Third, don’t get trapped by politics — especially partisan politics.

The more prolifers tie themselves to a single political party, the less they can speak to society at large.  In the United States, Catholics — both on the left and the right — have too often made the mistake of becoming cheerleaders for a specific candidate.

Fourth don’t create or accept false oppositions.

Dialectical thinking, and by that I mean the idea that most of our options involve “either/or” choices, is deeply misleading.  Back during the 2008 presidential election, we saw the emergence of so-called prolife voices that argued we should stop fighting the legal struggle over abortion.  Instead we should join with “pro-choice” supporters to seek “common ground.”

Their argument was simple: Why fight a losing battle on the legal, cultural and moral fronts since — according to them — we haven’t yet made serious progress in ending legalized abortion?  Let’s drop the “divisive” political battle, they said, and instead let’s all work together to tackle the economic and health issues that might eventually reduce abortions.

Of course, many of these voices turned out to be flacks for the Obama presidential campaign.  In reality, the Obama White House has been extraordinary for its refusal to compromise on anything involving so-called “reproductive rights,” and for its belligerent hostility to prolife and religious liberty concerns.

But we need to look beyond the current White House to recent American history.  Did Americans take a gradual, social-improvement road to “reducing” racism?  No.  We passed the Civil Rights Act of 1964.   Nor have I ever heard anyone suggest that the best way to deal with murder, rape or domestic abuse is to improve people’s access to psychotherapy and job training.  We make sexual assault illegal — even though we know it will still sometimes tragically occur — because it’s gravely evil.  It’s an act of violence, and the law should proscribe it.  Of course, we also have a duty to improve the social conditions that can breed domestic and sexual violence.  But that doesn’t change the need for a law.

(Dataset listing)
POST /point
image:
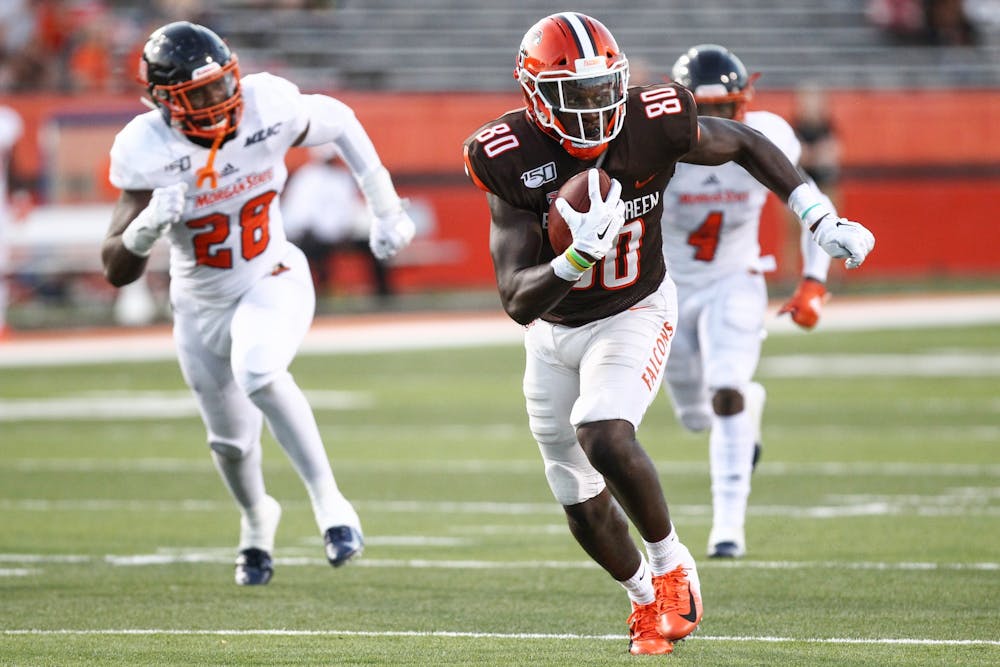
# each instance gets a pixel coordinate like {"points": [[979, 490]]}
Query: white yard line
{"points": [[401, 331]]}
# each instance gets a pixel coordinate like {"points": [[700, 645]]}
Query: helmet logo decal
{"points": [[584, 40], [537, 177], [584, 65], [205, 70]]}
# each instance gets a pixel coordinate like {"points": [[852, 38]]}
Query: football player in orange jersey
{"points": [[711, 221], [600, 316], [204, 169]]}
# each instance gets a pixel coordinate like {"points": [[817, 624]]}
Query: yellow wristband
{"points": [[576, 259]]}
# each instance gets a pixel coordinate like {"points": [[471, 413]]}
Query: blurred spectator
{"points": [[11, 127], [813, 124], [947, 24], [902, 20], [925, 22], [325, 216]]}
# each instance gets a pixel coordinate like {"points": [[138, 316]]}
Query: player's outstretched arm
{"points": [[527, 289], [722, 141], [331, 120], [139, 219]]}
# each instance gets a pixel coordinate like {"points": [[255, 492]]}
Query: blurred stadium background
{"points": [[912, 86]]}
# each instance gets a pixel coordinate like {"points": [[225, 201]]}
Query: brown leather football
{"points": [[575, 192]]}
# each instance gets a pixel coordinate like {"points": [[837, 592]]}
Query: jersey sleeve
{"points": [[497, 158], [278, 99], [662, 123]]}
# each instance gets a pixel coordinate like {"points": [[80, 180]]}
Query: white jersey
{"points": [[711, 215], [231, 235]]}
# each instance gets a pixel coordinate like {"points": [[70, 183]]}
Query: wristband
{"points": [[565, 269], [576, 259], [140, 235], [380, 193]]}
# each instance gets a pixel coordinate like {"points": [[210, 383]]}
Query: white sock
{"points": [[731, 459], [293, 424], [664, 555], [640, 585]]}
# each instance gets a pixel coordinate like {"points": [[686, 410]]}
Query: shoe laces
{"points": [[642, 621], [672, 590]]}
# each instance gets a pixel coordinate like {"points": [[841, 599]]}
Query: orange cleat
{"points": [[678, 594], [644, 637]]}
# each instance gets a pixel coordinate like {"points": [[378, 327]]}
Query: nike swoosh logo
{"points": [[692, 614], [641, 184]]}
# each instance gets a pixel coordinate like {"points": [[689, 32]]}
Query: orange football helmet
{"points": [[574, 79]]}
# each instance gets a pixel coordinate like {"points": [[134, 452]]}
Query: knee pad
{"points": [[695, 421], [727, 402], [258, 368], [228, 450], [571, 485]]}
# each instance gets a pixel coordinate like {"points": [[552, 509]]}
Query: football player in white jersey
{"points": [[11, 129], [711, 226], [204, 169]]}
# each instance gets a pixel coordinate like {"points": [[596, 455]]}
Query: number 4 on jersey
{"points": [[705, 239]]}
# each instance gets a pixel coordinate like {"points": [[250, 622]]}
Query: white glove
{"points": [[164, 209], [841, 237], [596, 231], [390, 234]]}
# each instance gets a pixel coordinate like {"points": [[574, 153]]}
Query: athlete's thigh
{"points": [[733, 330], [270, 322], [623, 366], [228, 414]]}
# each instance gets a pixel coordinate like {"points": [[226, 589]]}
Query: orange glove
{"points": [[806, 303]]}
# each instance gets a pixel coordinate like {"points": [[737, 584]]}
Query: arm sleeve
{"points": [[815, 261], [332, 120]]}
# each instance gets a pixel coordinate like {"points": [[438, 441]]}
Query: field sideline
{"points": [[401, 331], [873, 527]]}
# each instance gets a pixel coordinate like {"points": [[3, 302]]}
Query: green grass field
{"points": [[874, 532]]}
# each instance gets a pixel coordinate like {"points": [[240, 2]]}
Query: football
{"points": [[575, 192]]}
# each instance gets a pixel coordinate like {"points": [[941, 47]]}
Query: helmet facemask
{"points": [[209, 104], [586, 107]]}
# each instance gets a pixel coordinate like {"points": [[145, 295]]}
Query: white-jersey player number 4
{"points": [[204, 169]]}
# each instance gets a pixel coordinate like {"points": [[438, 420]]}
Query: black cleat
{"points": [[342, 544], [726, 550], [253, 567]]}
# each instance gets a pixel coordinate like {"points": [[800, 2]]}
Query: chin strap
{"points": [[208, 171]]}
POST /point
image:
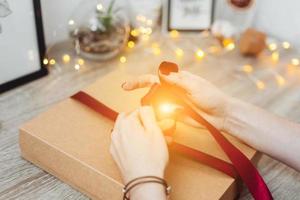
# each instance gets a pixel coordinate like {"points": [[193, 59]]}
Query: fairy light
{"points": [[134, 32], [174, 34], [275, 56], [286, 45], [99, 7], [167, 108], [66, 58], [156, 51], [45, 61], [213, 49], [149, 22], [130, 44], [52, 62], [295, 61], [248, 69], [77, 67], [260, 85], [228, 43], [280, 80], [80, 61], [200, 54], [71, 22], [272, 46], [123, 59], [179, 52], [145, 37]]}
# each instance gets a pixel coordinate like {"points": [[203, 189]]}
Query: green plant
{"points": [[106, 18]]}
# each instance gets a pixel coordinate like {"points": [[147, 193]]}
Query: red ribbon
{"points": [[241, 166]]}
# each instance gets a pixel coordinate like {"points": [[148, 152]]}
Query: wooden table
{"points": [[21, 180]]}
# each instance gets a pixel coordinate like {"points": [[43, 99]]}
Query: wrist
{"points": [[148, 191]]}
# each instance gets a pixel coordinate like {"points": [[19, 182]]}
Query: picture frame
{"points": [[196, 16], [16, 67]]}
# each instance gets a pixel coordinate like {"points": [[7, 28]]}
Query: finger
{"points": [[148, 118], [140, 82]]}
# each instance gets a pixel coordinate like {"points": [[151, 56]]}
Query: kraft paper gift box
{"points": [[71, 141]]}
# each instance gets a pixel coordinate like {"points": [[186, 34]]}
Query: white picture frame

_Brief 1_.
Condense the paragraph of the passage on prolife strategy that begins "But we need to look beyond the current White House," keeping its main facts.
_Brief 2_.
Duplicate the stretch of the passage on prolife strategy from "Dialectical thinking, and" through "eventually reduce abortions.".
The listing above is unrelated to the passage on prolife strategy.

_Exercise response 1_.
Recent American history offers a lesson. Americans did not reduce racism by a gradual social-improvement road. They passed the Civil Rights Act of 1964. No one suggests handling murder, rape or domestic abuse through better access to psychotherapy and job training. Sexual assault is illegal because it is a gravely evil act of violence, even though it still sometimes occurs. There is also a duty to improve the social conditions that breed domestic and sexual violence, but that does not change the need for a law.

_Exercise response 2_.
Dialectical thinking, and by that I mean the idea that most of our options involve “either/or” choices, is deeply misleading.  Back during the 2008 presidential election, we saw the emergence of so-called prolife voices that argued we should stop fighting the legal struggle over abortion.  Instead we should join with “pro-choice” supporters to seek “common ground.”

Their argument was simple: Why fight a losing battle on the legal, cultural and moral fronts since — according to them — we haven’t yet made serious progress in ending legalized abortion?  Let’s drop the “divisive” political battle, they said, and instead let’s all work together to tackle the economic and health issues that might eventually reduce abortions.